__TEXT EXCERPT__:
Hierarchy provides a smarter approach to SoC CDC verification

By Sarath Kirihennedige |  No Comments  |  Posted: April 16, 2014
Topics/Categories: EDA - Verification  |  Tags: ,  | Organizations:

Performing clock-domain crossing (CDC) checks on a flat database is difficult on complex SoCs. Hierarchy improves speed but calls for a smarter approach.

Thanks to the widespread reuse of intellectual property (IP) blocks and the difficulty of distributing a system-wide clock across an entire device, today’s system-on-chip (SoC) designs use a large number of clock domains that run asynchronously to each other. A design involving hundreds of millions of transistors can easily incorporate 50 or more clock domains and hundreds of thousands of signals that cross between them.

Although the use of smaller individual clock domains helps improve verification of subsystems apart from the context of the full SoC, the checks required to ensure that the full SoC meets its timing constraints have become increasingly time consuming.

__DIRECTIVE A__: Print the article on clock-domain crossing checks, everything from "Thanks to the" down to "cross between them.".
The rows after this point have nothing to do with the article on clock-domain crossing checks.

__LISTED RECORDS__:
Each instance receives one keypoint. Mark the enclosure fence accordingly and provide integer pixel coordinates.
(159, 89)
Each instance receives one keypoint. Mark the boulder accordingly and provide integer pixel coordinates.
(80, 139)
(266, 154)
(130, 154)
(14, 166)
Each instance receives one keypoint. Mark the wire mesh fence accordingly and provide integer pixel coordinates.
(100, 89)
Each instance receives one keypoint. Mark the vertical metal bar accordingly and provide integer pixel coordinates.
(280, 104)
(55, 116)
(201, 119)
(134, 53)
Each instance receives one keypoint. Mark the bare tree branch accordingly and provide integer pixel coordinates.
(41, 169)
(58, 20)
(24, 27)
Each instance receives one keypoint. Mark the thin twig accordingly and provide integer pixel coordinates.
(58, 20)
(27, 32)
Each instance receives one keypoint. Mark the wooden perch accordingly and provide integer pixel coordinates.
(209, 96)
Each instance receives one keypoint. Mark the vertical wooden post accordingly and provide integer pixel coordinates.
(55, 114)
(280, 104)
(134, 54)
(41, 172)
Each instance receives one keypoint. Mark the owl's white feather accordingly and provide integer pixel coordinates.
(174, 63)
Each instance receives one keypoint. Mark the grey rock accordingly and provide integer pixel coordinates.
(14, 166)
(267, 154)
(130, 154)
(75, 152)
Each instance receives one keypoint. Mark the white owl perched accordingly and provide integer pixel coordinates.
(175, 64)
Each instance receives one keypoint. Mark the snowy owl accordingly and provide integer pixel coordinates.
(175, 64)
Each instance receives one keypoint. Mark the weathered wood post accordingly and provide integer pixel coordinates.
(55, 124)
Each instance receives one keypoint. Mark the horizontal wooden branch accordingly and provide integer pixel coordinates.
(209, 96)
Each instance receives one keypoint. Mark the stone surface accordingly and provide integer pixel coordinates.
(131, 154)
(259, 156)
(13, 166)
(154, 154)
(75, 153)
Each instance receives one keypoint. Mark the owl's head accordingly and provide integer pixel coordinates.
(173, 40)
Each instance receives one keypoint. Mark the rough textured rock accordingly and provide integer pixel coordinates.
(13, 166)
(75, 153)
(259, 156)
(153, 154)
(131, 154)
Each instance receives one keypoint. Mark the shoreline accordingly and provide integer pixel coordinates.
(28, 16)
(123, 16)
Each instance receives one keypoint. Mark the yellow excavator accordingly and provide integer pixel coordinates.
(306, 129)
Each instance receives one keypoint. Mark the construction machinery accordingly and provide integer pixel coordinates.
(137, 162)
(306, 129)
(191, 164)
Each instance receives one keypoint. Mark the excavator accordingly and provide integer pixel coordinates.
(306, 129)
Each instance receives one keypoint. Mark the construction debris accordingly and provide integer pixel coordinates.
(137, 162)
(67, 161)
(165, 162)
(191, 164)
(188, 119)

__DIRECTIVE B__: Locate every line in the rows that contains the word "rock" and copy each one.

__TASK OUTPUT A__:
Thanks to the widespread reuse of intellectual property (IP) blocks and the difficulty of distributing a system-wide clock across an entire device, today’s system-on-chip (SoC) designs use a large number of clock domains that run asynchronously to each other. A design involving hundreds of millions of transistors can easily incorporate 50 or more clock domains and hundreds of thousands of signals that cross between them.

__TASK OUTPUT B__:
Each instance receives one keypoint. Mark the grey rock accordingly and provide integer pixel coordinates.
Each instance receives one keypoint. Mark the rough textured rock accordingly and provide integer pixel coordinates.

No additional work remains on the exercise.